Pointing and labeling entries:
========================================================================

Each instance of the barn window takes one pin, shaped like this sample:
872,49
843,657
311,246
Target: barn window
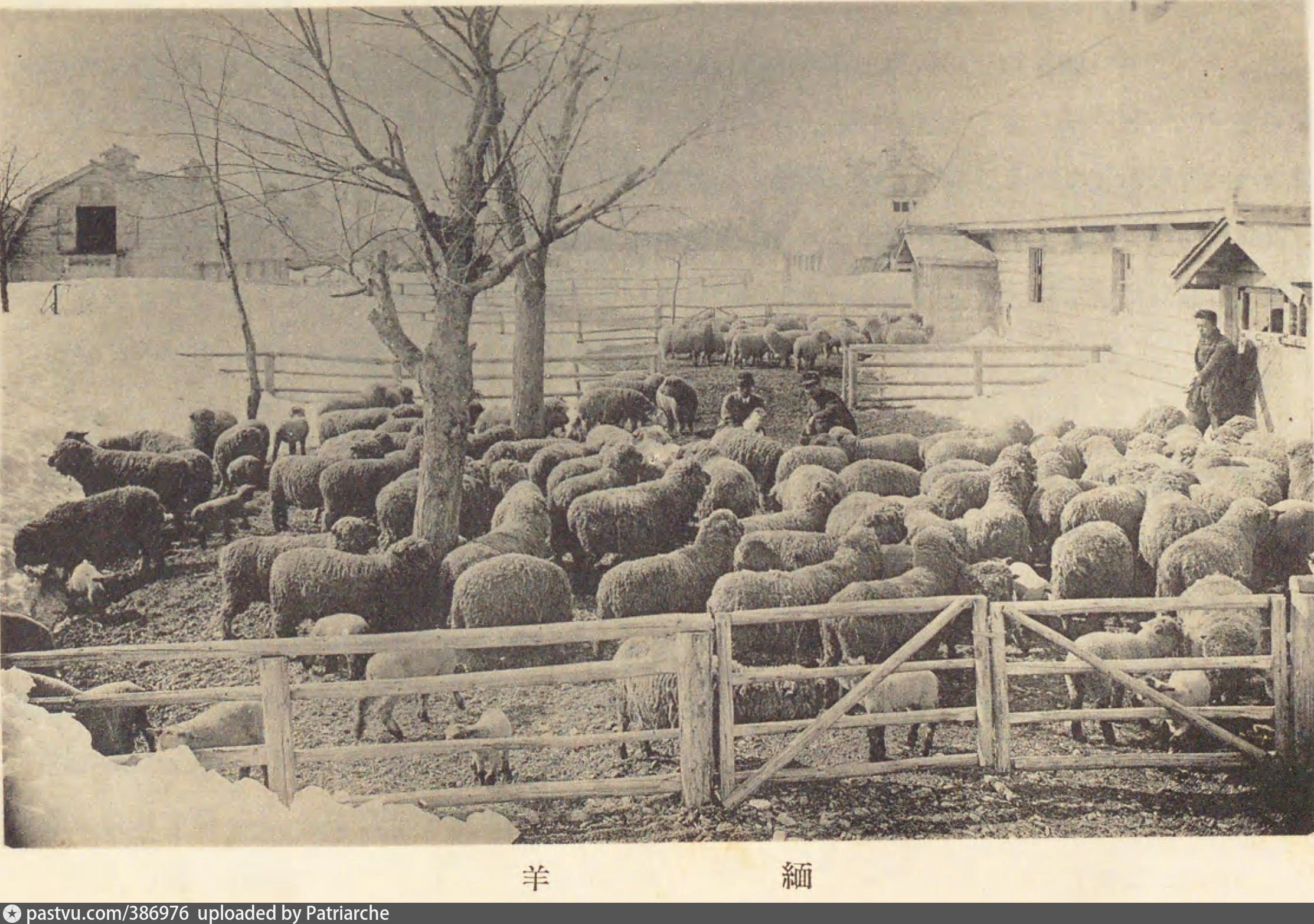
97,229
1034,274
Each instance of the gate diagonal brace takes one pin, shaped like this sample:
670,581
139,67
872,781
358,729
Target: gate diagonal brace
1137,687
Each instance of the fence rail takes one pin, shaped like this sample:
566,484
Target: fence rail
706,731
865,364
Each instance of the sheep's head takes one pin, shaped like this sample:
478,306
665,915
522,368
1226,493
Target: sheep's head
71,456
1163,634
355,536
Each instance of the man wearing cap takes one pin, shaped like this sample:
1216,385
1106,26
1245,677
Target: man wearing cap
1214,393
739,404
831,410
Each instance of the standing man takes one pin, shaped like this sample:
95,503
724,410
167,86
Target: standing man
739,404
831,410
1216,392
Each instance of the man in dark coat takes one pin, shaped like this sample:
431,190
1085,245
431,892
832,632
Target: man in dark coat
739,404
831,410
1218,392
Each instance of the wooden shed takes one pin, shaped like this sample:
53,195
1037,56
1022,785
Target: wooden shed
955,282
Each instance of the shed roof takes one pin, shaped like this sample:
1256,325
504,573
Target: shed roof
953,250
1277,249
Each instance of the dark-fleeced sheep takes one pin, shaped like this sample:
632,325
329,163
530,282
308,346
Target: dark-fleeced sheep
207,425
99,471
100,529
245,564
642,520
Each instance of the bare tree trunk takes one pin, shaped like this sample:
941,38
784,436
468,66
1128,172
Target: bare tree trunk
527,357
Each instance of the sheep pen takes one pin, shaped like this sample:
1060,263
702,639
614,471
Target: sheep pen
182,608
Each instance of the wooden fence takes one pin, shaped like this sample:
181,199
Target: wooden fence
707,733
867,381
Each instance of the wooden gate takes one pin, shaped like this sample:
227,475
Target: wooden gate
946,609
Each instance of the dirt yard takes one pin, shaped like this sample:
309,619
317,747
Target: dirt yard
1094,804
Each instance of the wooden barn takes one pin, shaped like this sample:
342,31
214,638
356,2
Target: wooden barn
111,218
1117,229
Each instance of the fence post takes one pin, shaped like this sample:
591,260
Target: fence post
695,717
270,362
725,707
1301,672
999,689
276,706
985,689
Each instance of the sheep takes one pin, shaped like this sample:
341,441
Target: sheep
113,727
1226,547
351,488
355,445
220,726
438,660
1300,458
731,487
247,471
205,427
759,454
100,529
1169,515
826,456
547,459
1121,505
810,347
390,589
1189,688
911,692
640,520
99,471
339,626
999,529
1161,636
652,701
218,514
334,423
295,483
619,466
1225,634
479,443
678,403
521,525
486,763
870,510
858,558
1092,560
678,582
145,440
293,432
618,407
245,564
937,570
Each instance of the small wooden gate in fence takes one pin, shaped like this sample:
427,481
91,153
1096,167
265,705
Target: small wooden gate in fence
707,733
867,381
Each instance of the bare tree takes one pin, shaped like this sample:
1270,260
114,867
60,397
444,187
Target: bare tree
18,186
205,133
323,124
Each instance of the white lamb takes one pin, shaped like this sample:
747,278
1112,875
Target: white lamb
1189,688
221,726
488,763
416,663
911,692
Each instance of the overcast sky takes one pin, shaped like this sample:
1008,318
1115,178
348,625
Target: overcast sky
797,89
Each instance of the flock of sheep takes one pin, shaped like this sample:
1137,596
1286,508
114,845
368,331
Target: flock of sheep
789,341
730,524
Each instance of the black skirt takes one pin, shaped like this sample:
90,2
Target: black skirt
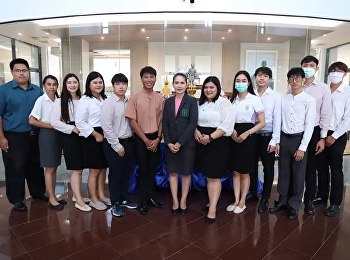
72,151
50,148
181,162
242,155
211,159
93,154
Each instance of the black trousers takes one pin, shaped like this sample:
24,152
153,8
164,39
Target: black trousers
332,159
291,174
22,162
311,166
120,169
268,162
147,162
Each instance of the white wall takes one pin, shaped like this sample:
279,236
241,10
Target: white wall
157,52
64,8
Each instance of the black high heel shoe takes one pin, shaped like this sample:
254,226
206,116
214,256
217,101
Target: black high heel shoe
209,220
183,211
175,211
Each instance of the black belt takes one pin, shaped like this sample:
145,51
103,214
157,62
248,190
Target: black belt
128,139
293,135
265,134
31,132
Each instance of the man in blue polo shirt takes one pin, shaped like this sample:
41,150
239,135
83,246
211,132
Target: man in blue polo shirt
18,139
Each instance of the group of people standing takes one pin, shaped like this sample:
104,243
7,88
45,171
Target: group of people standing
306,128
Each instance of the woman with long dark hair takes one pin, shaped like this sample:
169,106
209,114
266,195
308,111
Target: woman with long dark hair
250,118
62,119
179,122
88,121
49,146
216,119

========================================================================

Aim:
Omit the pictures and reproduce the listing exactly.

Response to the task:
Each instance of the barn window takes one pin, shaped like this sample:
872,49
843,657
311,246
Target: barn window
97,229
1034,274
Each instance of the gate diagonal brace takes one pin, shaped like this sample:
670,581
139,67
872,781
358,729
Target: gate diagonal brace
1137,687
Each instance of the fence rail takes one pin, shaped like this sample:
566,484
Target: fence rail
706,731
865,364
Each instance of the sheep's head takes one pin, shaped like this sample:
478,306
665,915
522,368
1226,493
Target: sheep's head
71,456
1163,634
355,536
Each instance of the man wearing cap takes one pin, shaped like this sample:
1216,385
1106,26
1245,677
Target: man wearing cap
1214,393
739,404
831,410
Each instance of the standing man takes one pin, shaped like this sample:
95,503
724,410
167,86
Target: standing man
739,404
831,410
1216,392
Each instance of the man in dark coat takes one pin, shaped like this sample:
431,190
1085,245
431,892
832,632
Target: man in dark coat
739,404
831,410
1218,392
Each instance of the wooden shed takes one pin, shaped like this sample:
53,195
1037,56
1022,785
Target: wooden shed
955,282
Each instance of the shed roof takes one pin, shaped like this sample:
1256,325
504,573
Target: shed roof
953,250
1277,249
Each instance of the dark-fleeced sheep takes one pin, shaped like this sample:
632,325
329,163
530,282
308,346
Target: dark-fleeced sheep
207,425
99,471
100,529
245,564
642,520
Each instance of the bare tree trunk takes one pin, shaped like this sample:
941,38
784,436
468,66
1128,172
Target: bare tree trunk
527,357
Each instance of the sheep pen takes one pin, shaped like this sample:
1060,263
702,639
614,471
Target: sheep pen
182,608
Each instance of the wooden fence takes one pin, shaped like this sample:
181,199
Target: wooden fence
707,733
867,381
Each instance of the wooden gate takes one pin, shaped like this sample:
227,475
Target: wooden gate
946,609
Each instance of the dirt yard takes one pin, shaped like this sample:
309,619
317,747
Target: dirt yard
1094,804
Each instance of the wooden barn takes one pin, shaped like this sample:
342,31
214,638
356,2
Target: wooden barn
111,218
1117,229
Each instance of the fence post takes one pin, shaped like this sample:
591,260
Target: fence post
695,717
270,362
725,707
1301,672
999,689
276,706
985,689
Each instance of the sheep takes one pin, shaped like this sample:
341,441
Target: sheep
113,727
1226,547
351,488
355,445
220,726
438,660
1300,458
731,487
247,471
205,427
759,454
100,529
1169,515
826,456
547,459
1121,505
810,347
390,589
1189,688
911,692
640,520
99,471
339,626
999,529
1161,636
652,701
218,514
334,423
295,483
619,466
1225,634
479,443
678,403
521,525
486,763
870,510
858,558
1092,560
678,582
145,440
293,432
618,407
245,564
937,570
Each instance of the small wooden gate in fence takes one pin, shaped like this sample:
427,481
91,153
1096,167
265,705
Target: small wooden gate in fence
707,733
867,381
Each instance of the bare tree takes one pin, shaped like this sample:
1270,260
114,867
60,397
444,187
Target: bare tree
18,186
205,133
323,124
Each instance of the white lamb takes one pin, shaped like this sample:
747,278
1112,875
Target: white lamb
1189,688
221,726
488,763
416,663
911,692
Each instance of the overcast sky takes one pin, shaped like this sample:
1008,318
1115,178
348,625
Target: overcast sky
797,89
Each instance of the flock of sheep takes one pin, shaped like this sample:
1137,596
1286,508
114,845
368,331
Target: flock of sheep
789,341
730,524
Each instance of the black skirt takes one pin, shaped like this sample:
90,2
Target: black skirt
72,151
50,148
181,162
242,155
211,159
93,154
Each instance of the black trousers takes one pin, shaped like this sample:
24,152
153,8
164,39
Target: black trousers
332,159
291,174
22,162
311,166
120,169
268,162
147,162
Each instance of the white wall takes one pin, shaped like this sample:
279,236
241,10
Target: white wall
157,52
64,8
Each instance of the black high heel shoe takes one pin, shaped like this sample:
254,226
206,116
214,256
217,101
Target: black high heel shoe
209,220
183,211
175,211
Each instance of the black belt takes one pin, shaped like this sample:
145,51
103,214
157,62
248,190
Target: black belt
128,139
293,135
265,134
31,132
Each instance of the man in blue polo shirt takes one pin, shaped like this sample:
41,150
239,135
83,246
211,132
Target: man in blue polo shirt
18,139
Each instance of the group of people standing takes one pin, shaped like this sample:
104,243
7,88
45,171
Target: group of people standing
306,128
Each instance of the woman with long dark hair takes one pin, shaped like this sample:
169,106
209,114
266,195
308,111
Target: woman with long dark hair
250,118
62,119
179,122
88,121
49,146
216,119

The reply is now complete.